**ACTIVITY**
Every line of the material below in which "black" shows up is to be located and copied.
(DATA FOR THE TASK)
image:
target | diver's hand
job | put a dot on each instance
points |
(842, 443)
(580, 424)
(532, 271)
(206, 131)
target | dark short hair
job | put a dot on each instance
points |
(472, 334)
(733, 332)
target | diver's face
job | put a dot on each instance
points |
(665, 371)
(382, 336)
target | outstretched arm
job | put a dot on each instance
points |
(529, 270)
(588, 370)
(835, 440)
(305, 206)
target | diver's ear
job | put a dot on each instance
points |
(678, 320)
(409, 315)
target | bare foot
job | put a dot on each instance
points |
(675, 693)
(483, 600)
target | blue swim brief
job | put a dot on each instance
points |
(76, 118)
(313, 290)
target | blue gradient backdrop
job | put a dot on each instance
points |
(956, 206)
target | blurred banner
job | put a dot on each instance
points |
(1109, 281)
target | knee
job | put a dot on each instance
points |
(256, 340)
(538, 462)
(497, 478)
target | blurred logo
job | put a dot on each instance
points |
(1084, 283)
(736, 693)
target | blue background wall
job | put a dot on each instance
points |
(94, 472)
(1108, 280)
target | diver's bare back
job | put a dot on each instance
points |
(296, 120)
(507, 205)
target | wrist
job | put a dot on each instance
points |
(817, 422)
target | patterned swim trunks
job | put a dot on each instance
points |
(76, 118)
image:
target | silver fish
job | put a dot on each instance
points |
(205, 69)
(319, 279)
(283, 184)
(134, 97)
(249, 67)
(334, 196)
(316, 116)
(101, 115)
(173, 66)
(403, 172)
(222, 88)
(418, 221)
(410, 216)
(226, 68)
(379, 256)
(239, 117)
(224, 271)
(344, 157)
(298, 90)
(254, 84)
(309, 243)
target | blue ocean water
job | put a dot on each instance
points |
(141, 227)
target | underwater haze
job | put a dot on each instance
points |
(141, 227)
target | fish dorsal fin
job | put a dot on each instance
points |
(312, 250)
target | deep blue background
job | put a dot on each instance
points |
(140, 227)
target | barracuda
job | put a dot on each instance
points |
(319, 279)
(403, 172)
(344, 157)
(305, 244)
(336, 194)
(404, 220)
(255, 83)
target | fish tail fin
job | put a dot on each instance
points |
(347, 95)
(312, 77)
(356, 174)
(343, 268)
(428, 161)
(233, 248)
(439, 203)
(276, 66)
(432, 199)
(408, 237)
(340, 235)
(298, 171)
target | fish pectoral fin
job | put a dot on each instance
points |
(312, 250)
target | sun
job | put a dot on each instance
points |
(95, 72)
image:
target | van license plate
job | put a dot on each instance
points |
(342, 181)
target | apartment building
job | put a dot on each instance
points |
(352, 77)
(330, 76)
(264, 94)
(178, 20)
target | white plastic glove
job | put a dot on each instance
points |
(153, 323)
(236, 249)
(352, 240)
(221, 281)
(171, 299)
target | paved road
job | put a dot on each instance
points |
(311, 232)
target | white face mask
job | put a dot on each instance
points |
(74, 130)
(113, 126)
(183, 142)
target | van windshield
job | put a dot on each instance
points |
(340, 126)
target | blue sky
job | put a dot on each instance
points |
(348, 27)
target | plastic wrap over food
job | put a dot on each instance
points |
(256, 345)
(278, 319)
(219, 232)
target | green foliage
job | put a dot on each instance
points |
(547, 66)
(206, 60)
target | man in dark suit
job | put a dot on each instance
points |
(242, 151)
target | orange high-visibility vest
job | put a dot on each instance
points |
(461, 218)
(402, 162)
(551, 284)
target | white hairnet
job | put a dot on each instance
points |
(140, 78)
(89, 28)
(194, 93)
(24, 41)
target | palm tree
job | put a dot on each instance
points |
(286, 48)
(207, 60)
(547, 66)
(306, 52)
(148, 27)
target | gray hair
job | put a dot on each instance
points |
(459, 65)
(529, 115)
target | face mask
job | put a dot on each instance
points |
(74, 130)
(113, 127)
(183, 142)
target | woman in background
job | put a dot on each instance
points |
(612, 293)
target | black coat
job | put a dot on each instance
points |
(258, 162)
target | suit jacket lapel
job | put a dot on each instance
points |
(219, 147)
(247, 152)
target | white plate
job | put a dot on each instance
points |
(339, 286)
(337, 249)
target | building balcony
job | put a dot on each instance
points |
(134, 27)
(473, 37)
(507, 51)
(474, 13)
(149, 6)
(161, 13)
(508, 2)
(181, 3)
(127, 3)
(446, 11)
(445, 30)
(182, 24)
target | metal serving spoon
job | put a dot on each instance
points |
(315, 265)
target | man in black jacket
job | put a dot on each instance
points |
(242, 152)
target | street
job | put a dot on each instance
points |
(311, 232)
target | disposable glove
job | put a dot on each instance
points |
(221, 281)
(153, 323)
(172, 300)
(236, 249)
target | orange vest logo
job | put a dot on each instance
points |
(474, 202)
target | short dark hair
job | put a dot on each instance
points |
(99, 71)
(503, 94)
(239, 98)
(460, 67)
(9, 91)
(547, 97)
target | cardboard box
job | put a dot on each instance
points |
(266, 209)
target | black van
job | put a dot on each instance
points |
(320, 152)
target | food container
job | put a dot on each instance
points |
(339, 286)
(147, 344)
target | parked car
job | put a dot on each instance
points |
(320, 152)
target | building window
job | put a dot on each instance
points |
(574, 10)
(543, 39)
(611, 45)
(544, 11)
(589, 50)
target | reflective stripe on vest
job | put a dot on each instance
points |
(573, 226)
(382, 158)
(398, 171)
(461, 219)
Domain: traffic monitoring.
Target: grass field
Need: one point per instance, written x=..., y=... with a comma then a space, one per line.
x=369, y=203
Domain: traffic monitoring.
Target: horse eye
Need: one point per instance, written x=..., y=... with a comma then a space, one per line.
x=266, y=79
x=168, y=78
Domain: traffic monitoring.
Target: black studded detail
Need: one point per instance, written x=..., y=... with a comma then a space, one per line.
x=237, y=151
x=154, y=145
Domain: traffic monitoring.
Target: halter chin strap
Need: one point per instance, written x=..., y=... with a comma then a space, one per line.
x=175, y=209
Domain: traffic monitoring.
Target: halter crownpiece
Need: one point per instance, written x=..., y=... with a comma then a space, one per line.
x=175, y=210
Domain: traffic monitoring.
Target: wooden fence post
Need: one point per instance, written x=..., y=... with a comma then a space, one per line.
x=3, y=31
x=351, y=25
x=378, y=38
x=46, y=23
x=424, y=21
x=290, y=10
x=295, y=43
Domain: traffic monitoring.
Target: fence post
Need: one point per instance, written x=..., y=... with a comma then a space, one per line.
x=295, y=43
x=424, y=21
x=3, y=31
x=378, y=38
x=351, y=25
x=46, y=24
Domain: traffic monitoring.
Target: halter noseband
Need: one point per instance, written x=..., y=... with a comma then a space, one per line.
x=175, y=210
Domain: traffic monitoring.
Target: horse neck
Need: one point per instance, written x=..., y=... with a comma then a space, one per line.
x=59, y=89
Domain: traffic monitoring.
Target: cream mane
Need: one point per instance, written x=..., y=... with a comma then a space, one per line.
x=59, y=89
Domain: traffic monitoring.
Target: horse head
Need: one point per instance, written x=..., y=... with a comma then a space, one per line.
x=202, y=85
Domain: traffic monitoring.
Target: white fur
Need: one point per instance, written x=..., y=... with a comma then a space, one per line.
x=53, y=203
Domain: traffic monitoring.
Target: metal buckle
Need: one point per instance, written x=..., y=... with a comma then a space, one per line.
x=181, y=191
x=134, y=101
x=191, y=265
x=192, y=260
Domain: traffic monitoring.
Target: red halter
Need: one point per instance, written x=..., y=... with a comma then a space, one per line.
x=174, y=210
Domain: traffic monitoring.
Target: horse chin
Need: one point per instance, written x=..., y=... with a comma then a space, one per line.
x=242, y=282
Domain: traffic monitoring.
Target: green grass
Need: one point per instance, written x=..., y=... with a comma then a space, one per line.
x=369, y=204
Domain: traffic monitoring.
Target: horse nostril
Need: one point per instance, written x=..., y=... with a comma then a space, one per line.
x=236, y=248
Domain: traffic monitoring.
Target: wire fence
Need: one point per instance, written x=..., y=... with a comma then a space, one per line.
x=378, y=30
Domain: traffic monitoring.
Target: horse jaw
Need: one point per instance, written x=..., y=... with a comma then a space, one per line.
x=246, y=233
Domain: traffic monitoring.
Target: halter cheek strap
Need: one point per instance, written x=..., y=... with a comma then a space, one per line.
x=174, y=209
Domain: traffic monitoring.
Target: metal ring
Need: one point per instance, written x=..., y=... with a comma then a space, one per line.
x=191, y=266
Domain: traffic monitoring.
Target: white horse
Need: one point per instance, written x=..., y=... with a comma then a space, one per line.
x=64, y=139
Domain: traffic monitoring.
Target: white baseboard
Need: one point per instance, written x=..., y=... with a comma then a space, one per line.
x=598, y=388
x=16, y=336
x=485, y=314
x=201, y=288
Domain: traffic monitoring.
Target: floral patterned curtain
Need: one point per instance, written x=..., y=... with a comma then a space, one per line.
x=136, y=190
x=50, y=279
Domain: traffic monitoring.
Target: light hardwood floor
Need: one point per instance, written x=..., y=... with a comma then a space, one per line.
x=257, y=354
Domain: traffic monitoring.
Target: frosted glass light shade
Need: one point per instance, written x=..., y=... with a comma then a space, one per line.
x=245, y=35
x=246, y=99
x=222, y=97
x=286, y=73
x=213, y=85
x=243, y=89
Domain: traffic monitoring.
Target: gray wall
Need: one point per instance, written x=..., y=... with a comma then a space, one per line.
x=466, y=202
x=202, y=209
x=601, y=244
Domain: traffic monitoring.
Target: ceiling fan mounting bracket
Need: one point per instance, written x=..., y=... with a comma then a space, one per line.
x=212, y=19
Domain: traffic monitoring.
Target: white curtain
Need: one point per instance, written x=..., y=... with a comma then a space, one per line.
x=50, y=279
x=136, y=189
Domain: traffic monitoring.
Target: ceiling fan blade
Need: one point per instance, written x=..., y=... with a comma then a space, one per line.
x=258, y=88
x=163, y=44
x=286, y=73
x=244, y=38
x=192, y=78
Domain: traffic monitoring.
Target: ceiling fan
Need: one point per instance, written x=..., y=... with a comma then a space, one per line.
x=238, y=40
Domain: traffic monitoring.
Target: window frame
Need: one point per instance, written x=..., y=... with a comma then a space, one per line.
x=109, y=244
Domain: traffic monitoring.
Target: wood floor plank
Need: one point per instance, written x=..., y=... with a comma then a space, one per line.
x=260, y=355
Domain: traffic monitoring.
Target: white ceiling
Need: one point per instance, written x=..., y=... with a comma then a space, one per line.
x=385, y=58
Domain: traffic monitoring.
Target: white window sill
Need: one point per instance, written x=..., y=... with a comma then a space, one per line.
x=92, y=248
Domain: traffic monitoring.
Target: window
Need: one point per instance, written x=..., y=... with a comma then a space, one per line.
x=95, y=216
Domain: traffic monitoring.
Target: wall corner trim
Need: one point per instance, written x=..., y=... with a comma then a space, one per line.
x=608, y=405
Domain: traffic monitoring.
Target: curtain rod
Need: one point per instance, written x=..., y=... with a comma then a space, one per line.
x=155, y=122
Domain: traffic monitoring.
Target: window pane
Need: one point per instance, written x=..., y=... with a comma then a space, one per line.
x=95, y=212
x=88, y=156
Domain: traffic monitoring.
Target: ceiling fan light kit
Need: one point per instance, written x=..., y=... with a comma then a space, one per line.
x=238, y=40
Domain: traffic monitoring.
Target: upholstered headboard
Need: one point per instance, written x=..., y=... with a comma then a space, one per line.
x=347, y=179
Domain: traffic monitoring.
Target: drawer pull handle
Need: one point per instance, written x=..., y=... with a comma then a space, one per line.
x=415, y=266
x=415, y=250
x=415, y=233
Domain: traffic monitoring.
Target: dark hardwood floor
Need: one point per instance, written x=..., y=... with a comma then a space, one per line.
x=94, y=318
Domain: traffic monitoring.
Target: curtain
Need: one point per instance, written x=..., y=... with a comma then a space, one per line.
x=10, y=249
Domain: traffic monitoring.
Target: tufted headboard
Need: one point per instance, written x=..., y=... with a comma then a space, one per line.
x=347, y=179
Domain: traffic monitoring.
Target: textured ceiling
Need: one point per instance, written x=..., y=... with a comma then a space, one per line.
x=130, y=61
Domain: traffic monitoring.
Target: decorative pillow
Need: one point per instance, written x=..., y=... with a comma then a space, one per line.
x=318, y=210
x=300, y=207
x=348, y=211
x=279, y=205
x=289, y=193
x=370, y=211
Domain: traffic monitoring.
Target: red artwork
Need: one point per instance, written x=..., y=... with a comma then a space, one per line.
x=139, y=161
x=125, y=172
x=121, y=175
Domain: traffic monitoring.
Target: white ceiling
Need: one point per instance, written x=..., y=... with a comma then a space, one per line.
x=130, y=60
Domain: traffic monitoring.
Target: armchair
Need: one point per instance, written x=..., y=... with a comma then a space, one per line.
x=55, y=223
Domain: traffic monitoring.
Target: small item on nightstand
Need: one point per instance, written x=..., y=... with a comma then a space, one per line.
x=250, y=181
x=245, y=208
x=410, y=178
(End DATA FOR THE TASK)
**ANSWER SECTION**
target | black coat
target | man in black jacket
target | black van
Target: black studded detail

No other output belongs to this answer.